Stored records:
■ ■ ■ ■
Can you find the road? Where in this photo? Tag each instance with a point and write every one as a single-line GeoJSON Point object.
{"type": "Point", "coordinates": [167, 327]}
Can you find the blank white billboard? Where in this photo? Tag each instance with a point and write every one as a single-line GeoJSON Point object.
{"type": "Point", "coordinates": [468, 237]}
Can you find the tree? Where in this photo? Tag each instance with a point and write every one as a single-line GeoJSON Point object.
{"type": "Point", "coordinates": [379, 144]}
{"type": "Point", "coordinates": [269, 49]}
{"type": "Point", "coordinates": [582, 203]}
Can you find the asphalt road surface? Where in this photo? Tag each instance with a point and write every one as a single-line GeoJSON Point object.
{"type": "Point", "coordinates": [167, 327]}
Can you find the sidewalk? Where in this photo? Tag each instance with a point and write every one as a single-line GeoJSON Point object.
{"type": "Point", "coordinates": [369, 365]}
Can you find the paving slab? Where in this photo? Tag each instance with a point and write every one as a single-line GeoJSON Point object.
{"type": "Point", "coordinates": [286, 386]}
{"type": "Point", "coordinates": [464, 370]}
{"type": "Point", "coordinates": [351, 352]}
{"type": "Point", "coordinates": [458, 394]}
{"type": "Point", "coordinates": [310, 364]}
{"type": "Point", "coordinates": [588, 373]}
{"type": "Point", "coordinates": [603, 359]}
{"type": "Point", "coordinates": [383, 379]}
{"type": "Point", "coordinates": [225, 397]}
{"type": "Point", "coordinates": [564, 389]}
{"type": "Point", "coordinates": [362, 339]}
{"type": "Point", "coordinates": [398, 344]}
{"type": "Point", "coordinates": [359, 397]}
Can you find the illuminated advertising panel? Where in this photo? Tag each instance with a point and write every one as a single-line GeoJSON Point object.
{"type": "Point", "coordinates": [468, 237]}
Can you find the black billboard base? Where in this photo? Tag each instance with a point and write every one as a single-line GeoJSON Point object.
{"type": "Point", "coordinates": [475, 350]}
■ ■ ■ ■
*Task*.
From the first line to the last, repeat the records exactly.

*Task output*.
Can you find the road? Where in this photo? Tag each instance with a point and write every one as a single-line GeoJSON Point object.
{"type": "Point", "coordinates": [167, 327]}
Can you find the blank white billboard? Where in this photo? Tag each instance with a point and write every one as a single-line GeoJSON Point object.
{"type": "Point", "coordinates": [468, 237]}
Can you find the tree? Where in this photo? Tag each instance with a point and write every one as a single-line GeoJSON Point object.
{"type": "Point", "coordinates": [379, 144]}
{"type": "Point", "coordinates": [269, 49]}
{"type": "Point", "coordinates": [582, 203]}
Can you find the asphalt road surface? Where in this photo? Tag each instance with a point and write every one as a single-line GeoJSON Point object.
{"type": "Point", "coordinates": [167, 327]}
Can you find the sidewalk? Where in this photo? Tag each instance with a point and write every one as a single-line GeoJSON Point object.
{"type": "Point", "coordinates": [369, 365]}
Can you find the paving slab? Where in this photo? Tag each instance with a point and write every one as a single-line GeoJSON Point object.
{"type": "Point", "coordinates": [286, 386]}
{"type": "Point", "coordinates": [464, 370]}
{"type": "Point", "coordinates": [351, 352]}
{"type": "Point", "coordinates": [458, 394]}
{"type": "Point", "coordinates": [310, 364]}
{"type": "Point", "coordinates": [588, 373]}
{"type": "Point", "coordinates": [603, 359]}
{"type": "Point", "coordinates": [383, 379]}
{"type": "Point", "coordinates": [225, 397]}
{"type": "Point", "coordinates": [564, 389]}
{"type": "Point", "coordinates": [362, 339]}
{"type": "Point", "coordinates": [398, 344]}
{"type": "Point", "coordinates": [359, 397]}
Can you find the illuminated advertising panel? Where in this photo? Tag each instance with a point and write every one as a single-line GeoJSON Point object.
{"type": "Point", "coordinates": [468, 237]}
Can you find the black billboard base? Where in this photo? Tag each instance with a point and write every one as a single-line GeoJSON Point object.
{"type": "Point", "coordinates": [475, 350]}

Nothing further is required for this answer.